**TASK DIRECTIONS:** Below are records to repeat exactly; copy them without the pictures.

**INFORMATION PROVIDED:**
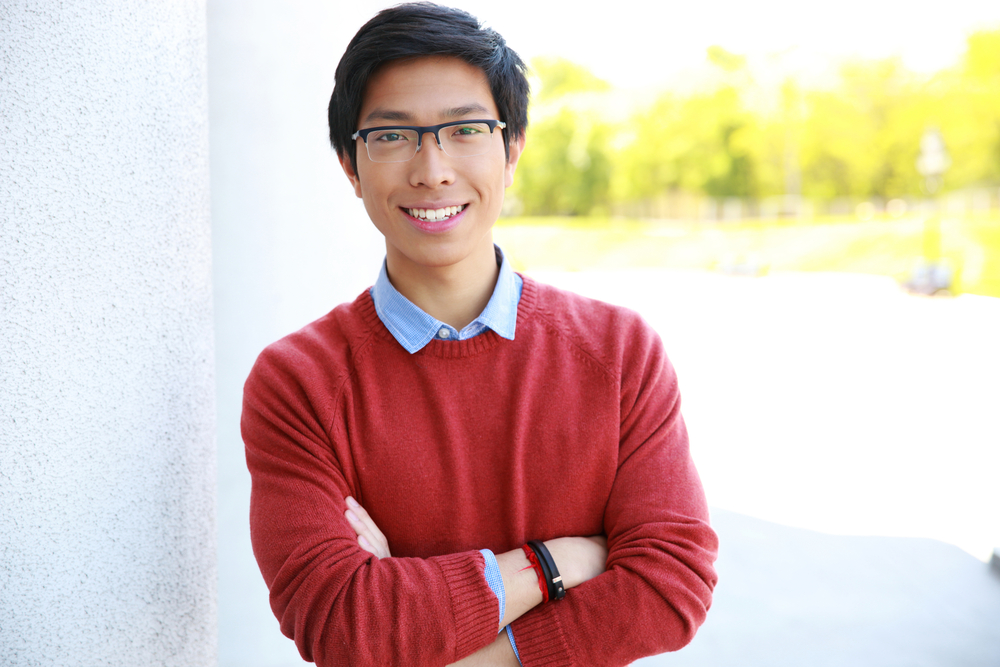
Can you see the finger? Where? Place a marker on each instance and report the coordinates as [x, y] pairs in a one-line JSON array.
[[365, 527], [365, 540], [373, 529]]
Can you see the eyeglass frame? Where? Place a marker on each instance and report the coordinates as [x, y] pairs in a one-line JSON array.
[[424, 129]]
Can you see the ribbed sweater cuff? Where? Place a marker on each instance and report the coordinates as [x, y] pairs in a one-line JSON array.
[[472, 602], [541, 639]]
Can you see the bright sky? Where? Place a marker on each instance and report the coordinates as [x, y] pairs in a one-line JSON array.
[[635, 43]]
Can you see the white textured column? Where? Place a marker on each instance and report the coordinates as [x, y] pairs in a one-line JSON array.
[[290, 242], [107, 460]]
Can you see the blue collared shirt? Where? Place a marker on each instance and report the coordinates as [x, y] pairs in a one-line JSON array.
[[413, 329]]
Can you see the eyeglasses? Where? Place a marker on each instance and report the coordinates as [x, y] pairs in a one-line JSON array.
[[463, 138]]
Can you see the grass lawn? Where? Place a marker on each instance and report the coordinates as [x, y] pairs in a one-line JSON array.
[[971, 246]]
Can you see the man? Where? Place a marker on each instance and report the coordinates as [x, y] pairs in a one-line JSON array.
[[405, 447]]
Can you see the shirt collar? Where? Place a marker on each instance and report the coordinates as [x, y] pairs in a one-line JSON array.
[[413, 328]]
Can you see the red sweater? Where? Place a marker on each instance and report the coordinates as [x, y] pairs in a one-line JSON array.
[[573, 428]]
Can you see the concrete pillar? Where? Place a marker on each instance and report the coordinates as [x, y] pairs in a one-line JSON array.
[[290, 241], [107, 458]]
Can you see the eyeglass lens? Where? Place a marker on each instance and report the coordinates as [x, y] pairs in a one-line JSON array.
[[400, 145]]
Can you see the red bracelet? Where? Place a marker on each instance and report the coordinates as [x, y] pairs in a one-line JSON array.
[[533, 559]]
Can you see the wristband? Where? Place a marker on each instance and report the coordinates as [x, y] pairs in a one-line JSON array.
[[553, 580], [536, 565]]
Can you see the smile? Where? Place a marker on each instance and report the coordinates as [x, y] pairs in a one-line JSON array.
[[435, 214]]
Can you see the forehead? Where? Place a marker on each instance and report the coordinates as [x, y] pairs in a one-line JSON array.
[[426, 90]]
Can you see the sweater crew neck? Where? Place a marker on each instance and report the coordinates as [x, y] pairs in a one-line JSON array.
[[451, 349]]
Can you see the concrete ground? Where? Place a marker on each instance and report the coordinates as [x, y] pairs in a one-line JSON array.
[[789, 597], [848, 435]]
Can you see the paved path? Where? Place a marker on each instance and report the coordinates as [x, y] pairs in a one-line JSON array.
[[832, 402], [835, 403], [837, 406]]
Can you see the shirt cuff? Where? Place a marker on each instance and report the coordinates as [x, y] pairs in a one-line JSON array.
[[513, 644], [495, 582]]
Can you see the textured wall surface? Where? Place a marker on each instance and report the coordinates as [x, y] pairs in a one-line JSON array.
[[289, 242], [107, 458]]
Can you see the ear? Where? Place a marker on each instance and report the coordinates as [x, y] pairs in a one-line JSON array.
[[352, 176], [516, 149]]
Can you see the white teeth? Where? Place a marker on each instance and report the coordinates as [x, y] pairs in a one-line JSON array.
[[434, 213]]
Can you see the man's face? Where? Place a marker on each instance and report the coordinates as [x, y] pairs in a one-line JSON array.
[[397, 195]]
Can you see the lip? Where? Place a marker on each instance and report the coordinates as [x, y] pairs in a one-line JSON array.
[[435, 226]]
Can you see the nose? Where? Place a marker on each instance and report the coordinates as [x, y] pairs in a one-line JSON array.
[[431, 168]]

**OUTPUT BELOW:**
Can you see the finger? Where? Place a marker on each instance and report the coordinates as [x, y] pairs in a one-line JSON array.
[[365, 527], [365, 540], [373, 529]]
Can you see the eyeglass frame? Where? Place a marker on each instance and report the coordinates as [x, y] pairs in a one-line JSON array.
[[424, 129]]
Can you see the ribbed sweater cuff? Where? Place a marker on each instance and report the coordinates as [x, y] pairs in a one-line JSON array.
[[472, 602], [541, 639]]
Can you see the bright sky? Where? Place a marker on each instance and report the coordinates as [x, y] pairs in a one-line JSON array.
[[635, 43]]
Can you see the white textured column? Where? Place a marker on each instance and report the coordinates as [x, y] pairs in a one-line JSON array.
[[290, 242], [107, 460]]
Can you see the blue collared shirt? Where? Place a marker on each instance and report the coordinates as [x, y] pairs in a one-line JSON array.
[[413, 329]]
Can you see the eyeglasses? Where? Place a marker on each instance and report the coordinates as [x, y] pairs in a one-line JSON array.
[[463, 138]]
Can you see the grass lawn? Where? Place a marker on each instance and report the coordinates as [x, y] pairs in a one-line JSON array.
[[971, 246]]
Can you see the man? Where? Place a marker on each instance and report the coordinates as [x, y] pairs in a one-line JSON array.
[[405, 447]]
Can you see the shirt collar? Where? Place a marker on each instance and report the coordinates as [x, y] pairs in a one-line JSON array.
[[413, 328]]
Can you see the red sweater? Where? Place a marker on each instance and report the coordinates as [x, y] pairs in a one-line JSON array.
[[573, 428]]
Can you see the concrete pillar? Where? Place a marker on each instance and report the coordinates as [x, y] pairs in a one-line JSON array.
[[290, 241], [107, 458]]
Can you see the eyeglass lens? Where? Place a marker on each instance and report the coordinates as [x, y] pairs in a one-line JSON array.
[[400, 145]]
Can you see the red bracelet? Where? Place a marker on each instance and report the coordinates as [x, y] pairs in a one-line JSON array.
[[533, 559]]
Can you see the wristband? Where? Place a marker on each instance and report the coordinates as [x, y] pairs in a one-line JSON array.
[[553, 580], [536, 565]]
Can you see the smile? Where? Place a marker on each instance and report the coordinates as [x, y] pairs in a one-line JSON array.
[[435, 214]]
Can you see the forehead? Where? Place a marker on each instance and report the coordinates as [x, y] pairs in a one-line JSON array.
[[426, 90]]
Can you see the sweater crew neck? Where? Place a marker on each instance and report the coordinates as [x, y] pairs in a one-line JSON array.
[[451, 349]]
Can you see the concrete ground? Where? Place a marker on each instance and report the coordinates as [x, y] pairs in a one-line JSON array.
[[789, 597], [848, 435]]
Can you see the paved path? Where? Place a marker on each instance and report the coordinates as [x, y] pairs in a one-line JSON array.
[[832, 402], [835, 403], [837, 406]]
Can you see the shirt cuff? Where? Place a marker on each instance and report the coordinates as [x, y] pairs in a one-line JSON array.
[[513, 644], [495, 582]]
Can you see the textured wall surface? Where? Place a marker on each instance and report the coordinates as [x, y] pairs in a one-line JSON array.
[[289, 242], [107, 458]]
Can you see the ear? Where? Place a marker on each instance and report the coordinates as [x, y] pairs in a one-line JSON array.
[[352, 176], [516, 149]]
Can you see the white teeth? Where? Place a marker on each instance and report the coordinates as [x, y] pairs in a one-line JSON array.
[[434, 213]]
Can you see the man's face? Where? Place a marker on each instance and report the coordinates as [x, y] pairs in a one-line JSON array.
[[397, 195]]
Can you see the lip? Where? Place a marker on each instance and report the coordinates as [x, y] pairs in a one-line JSON array.
[[435, 226]]
Can you see the nose? Where? Place a marker on each instance and report the coordinates as [x, y] pairs in a one-line JSON array.
[[431, 168]]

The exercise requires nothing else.